§ Excerpts of location labeling data:
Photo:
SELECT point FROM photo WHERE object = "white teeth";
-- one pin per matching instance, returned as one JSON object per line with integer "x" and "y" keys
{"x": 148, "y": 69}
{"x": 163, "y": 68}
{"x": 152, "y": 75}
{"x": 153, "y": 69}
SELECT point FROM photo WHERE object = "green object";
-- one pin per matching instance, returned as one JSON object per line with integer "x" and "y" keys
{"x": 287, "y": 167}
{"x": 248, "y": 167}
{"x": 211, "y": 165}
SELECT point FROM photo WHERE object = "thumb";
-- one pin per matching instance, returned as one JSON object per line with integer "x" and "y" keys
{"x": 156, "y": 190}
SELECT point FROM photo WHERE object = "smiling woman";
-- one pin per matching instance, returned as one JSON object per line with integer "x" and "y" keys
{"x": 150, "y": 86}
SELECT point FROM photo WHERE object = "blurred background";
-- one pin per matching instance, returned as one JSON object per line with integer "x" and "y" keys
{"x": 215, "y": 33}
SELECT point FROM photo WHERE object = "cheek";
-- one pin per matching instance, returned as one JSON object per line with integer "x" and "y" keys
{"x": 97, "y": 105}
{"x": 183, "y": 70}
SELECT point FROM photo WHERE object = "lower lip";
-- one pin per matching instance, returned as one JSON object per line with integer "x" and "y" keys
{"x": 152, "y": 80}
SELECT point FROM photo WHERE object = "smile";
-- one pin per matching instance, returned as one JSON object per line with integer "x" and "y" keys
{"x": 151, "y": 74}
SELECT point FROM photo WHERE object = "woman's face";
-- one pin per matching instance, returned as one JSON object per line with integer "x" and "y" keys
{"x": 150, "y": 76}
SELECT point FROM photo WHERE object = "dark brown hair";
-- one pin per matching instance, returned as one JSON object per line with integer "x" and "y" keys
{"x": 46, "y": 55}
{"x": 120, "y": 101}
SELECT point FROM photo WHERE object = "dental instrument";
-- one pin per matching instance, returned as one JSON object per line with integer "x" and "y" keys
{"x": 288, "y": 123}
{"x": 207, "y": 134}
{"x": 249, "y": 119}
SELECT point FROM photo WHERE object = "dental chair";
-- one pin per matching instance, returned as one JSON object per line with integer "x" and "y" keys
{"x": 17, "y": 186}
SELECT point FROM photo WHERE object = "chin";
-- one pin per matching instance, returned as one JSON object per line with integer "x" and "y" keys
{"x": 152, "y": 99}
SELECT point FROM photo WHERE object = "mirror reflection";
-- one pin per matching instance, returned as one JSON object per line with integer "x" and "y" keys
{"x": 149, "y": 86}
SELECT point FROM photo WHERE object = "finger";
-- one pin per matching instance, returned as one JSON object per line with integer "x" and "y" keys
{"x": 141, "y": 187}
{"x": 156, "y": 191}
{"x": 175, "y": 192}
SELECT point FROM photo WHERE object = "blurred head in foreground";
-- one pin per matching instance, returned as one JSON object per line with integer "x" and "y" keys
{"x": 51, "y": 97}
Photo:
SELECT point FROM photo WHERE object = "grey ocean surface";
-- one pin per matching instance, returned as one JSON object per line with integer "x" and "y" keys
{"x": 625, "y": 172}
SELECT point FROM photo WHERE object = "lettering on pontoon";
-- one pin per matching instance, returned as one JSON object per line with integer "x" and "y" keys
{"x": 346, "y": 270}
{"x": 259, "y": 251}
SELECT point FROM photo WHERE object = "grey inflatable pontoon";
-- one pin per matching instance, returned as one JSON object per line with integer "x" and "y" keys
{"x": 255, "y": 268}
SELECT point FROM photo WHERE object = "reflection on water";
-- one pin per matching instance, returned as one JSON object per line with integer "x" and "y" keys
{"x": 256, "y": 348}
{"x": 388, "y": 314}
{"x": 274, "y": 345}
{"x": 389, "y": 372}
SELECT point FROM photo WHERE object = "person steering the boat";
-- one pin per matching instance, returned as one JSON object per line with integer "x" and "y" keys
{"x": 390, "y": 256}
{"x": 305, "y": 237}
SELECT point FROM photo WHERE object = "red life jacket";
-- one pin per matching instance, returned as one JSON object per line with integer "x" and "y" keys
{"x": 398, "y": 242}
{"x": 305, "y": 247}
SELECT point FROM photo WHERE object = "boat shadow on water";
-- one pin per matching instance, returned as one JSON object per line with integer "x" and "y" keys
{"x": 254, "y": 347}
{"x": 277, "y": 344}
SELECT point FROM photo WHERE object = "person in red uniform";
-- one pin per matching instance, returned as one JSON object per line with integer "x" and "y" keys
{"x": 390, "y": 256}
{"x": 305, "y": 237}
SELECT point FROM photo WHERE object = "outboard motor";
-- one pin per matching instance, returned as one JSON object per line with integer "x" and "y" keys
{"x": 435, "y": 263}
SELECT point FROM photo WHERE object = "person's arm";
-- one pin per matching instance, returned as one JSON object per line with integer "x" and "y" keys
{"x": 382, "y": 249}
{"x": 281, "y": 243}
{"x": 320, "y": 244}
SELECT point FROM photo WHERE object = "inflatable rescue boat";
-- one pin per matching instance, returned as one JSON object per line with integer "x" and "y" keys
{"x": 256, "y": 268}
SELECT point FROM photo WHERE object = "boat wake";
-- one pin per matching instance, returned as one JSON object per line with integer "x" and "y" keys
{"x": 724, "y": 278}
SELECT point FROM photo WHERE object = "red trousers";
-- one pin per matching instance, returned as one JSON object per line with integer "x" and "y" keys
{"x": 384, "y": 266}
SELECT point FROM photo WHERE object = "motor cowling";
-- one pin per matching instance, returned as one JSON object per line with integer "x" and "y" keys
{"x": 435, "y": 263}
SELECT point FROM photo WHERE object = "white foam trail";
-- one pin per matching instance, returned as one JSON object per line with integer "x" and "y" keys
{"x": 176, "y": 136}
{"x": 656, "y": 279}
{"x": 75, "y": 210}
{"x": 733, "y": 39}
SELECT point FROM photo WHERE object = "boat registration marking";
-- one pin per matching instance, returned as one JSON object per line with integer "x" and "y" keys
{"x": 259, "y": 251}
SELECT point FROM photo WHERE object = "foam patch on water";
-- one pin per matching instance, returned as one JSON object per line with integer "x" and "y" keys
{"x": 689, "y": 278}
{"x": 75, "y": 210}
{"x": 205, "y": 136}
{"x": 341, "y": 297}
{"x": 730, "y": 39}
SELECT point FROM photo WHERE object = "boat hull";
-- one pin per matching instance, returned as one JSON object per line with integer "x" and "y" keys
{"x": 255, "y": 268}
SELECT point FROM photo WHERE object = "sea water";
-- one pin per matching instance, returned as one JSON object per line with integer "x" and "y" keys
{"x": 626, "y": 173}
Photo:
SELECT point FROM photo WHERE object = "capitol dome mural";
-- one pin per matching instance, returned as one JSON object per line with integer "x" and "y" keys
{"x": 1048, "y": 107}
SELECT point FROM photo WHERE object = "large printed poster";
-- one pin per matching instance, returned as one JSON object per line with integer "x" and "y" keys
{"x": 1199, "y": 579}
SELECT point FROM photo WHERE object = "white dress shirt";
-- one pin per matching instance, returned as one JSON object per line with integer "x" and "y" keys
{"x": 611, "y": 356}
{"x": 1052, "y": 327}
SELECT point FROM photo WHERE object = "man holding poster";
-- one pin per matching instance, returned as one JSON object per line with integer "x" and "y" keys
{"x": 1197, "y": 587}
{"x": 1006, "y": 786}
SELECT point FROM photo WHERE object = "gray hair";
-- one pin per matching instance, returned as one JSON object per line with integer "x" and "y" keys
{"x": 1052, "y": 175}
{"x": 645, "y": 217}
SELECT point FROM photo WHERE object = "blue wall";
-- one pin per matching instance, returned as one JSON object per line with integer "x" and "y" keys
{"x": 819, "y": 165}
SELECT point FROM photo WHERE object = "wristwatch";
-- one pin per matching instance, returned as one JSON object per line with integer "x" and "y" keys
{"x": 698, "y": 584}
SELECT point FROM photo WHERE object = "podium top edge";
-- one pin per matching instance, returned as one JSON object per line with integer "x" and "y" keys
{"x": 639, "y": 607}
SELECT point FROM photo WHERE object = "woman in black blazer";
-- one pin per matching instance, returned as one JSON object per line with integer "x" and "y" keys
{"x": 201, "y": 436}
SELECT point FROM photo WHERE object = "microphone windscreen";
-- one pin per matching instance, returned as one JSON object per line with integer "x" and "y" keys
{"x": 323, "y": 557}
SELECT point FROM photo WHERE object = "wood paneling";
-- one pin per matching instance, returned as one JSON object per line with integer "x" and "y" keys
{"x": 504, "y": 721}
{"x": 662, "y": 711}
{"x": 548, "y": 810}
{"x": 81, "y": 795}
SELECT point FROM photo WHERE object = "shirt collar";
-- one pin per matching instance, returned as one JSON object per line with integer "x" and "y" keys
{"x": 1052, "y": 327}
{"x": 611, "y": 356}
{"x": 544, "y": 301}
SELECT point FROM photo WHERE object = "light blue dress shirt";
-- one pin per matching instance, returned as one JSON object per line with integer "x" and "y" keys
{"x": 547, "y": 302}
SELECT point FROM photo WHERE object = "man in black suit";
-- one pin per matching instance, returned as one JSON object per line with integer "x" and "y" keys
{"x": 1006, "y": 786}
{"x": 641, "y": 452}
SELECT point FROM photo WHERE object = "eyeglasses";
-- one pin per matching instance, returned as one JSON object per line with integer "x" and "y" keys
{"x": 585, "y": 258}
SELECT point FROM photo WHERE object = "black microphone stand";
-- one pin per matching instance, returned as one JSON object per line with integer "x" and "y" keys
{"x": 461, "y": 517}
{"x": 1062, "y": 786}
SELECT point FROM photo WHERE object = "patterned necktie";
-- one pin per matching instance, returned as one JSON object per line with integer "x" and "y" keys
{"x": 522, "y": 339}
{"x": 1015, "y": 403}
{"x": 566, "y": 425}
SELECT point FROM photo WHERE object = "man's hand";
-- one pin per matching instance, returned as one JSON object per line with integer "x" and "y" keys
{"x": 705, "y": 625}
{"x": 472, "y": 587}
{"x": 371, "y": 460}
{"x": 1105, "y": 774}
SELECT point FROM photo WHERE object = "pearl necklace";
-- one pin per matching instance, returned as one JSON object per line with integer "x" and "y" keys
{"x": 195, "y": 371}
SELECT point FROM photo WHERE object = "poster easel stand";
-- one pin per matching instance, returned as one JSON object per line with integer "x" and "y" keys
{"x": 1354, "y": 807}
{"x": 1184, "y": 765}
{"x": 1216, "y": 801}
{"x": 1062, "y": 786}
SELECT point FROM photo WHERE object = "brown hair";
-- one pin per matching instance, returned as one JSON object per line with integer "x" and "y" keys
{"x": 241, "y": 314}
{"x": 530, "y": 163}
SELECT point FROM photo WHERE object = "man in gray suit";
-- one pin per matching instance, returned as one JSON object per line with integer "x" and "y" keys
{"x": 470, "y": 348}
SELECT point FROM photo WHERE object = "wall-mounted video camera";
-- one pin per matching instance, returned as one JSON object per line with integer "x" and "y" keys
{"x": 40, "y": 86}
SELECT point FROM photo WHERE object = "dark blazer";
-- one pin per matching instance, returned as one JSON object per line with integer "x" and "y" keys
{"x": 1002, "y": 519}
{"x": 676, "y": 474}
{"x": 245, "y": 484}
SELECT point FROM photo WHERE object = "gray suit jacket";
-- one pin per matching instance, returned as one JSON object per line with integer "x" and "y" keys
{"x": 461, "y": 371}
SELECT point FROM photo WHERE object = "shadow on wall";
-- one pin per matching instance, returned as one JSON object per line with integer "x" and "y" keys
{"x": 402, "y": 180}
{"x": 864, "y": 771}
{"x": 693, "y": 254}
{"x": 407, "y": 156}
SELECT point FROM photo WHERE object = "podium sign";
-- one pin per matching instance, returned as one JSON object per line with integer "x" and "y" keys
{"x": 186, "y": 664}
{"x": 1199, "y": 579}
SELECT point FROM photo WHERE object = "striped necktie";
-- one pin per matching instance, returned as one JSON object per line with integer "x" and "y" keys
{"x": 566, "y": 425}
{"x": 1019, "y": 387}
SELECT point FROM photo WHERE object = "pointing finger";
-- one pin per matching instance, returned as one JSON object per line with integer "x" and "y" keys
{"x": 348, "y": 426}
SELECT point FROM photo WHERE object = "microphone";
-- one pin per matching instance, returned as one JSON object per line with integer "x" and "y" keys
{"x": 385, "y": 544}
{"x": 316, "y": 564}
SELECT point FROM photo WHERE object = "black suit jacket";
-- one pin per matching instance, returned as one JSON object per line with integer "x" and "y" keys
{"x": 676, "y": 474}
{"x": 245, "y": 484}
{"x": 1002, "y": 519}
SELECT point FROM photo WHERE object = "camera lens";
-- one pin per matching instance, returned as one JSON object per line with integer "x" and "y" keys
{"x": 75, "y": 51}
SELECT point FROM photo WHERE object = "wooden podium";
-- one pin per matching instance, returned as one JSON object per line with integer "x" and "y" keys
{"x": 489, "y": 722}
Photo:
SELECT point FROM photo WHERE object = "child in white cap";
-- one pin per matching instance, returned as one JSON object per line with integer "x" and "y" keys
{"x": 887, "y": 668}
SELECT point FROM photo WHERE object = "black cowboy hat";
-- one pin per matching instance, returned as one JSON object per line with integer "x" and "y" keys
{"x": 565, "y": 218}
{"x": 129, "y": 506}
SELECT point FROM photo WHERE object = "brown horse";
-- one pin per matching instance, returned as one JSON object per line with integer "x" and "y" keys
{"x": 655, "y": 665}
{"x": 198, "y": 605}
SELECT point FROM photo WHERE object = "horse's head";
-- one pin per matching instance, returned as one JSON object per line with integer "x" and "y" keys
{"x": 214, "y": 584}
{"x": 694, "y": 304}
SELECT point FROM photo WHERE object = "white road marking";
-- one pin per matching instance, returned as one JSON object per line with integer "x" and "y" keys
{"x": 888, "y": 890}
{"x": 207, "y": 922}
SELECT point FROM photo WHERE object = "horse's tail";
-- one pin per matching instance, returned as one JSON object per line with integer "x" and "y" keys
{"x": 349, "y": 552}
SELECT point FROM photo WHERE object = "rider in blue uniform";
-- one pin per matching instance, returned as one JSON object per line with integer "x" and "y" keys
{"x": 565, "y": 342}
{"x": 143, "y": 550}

§ SHORT PROBLEM: Tally the lines in the data above that contain the string "marking", treating uppercase and lowercase as different. Give only the number.

§ COMPLETED EXERCISE: 2